_EXERCISE DESCRIPTION_.
Reproduce verbatim the part of the records that opens at their first line and closes with the line containing "x=111, y=297", including both ends.

_DATA FOR THIS TASK_.

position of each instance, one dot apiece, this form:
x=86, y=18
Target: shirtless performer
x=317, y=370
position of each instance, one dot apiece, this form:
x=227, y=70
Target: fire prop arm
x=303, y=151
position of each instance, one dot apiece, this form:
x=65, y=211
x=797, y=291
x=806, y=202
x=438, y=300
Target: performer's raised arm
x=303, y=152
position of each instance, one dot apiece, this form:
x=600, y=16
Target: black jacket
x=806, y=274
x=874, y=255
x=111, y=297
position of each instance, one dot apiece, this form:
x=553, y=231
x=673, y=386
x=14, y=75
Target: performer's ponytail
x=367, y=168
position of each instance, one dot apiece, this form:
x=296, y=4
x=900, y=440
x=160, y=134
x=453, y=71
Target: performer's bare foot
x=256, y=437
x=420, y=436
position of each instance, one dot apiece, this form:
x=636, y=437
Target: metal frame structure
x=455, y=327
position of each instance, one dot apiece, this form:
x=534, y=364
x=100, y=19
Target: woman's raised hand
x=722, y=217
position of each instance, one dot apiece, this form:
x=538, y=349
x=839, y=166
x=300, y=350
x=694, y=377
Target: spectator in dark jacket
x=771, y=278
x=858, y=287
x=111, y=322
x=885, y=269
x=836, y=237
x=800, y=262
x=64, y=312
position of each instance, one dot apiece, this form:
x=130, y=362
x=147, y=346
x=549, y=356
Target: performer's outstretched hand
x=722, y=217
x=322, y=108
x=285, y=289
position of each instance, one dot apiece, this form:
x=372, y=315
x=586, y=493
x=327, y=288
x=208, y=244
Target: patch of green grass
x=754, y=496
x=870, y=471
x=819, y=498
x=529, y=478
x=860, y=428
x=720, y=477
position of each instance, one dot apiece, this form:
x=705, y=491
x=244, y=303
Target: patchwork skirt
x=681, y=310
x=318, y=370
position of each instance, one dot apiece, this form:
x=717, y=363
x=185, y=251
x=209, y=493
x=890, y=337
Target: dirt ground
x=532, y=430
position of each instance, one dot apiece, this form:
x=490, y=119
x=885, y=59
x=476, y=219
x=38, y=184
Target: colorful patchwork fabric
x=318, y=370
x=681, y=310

_RESULT OF THE TASK_.
position of each instance, one dot apiece, this form:
x=86, y=18
Target: shirtless performer
x=317, y=370
position of each instance, one dot apiece, this form:
x=227, y=70
Target: fire prop arm
x=303, y=151
position of each instance, one dot apiece, this form:
x=65, y=211
x=797, y=291
x=806, y=202
x=438, y=300
Target: performer's raised arm
x=303, y=152
position of each instance, one dot apiece, this form:
x=600, y=16
Target: black jacket
x=806, y=274
x=874, y=255
x=111, y=297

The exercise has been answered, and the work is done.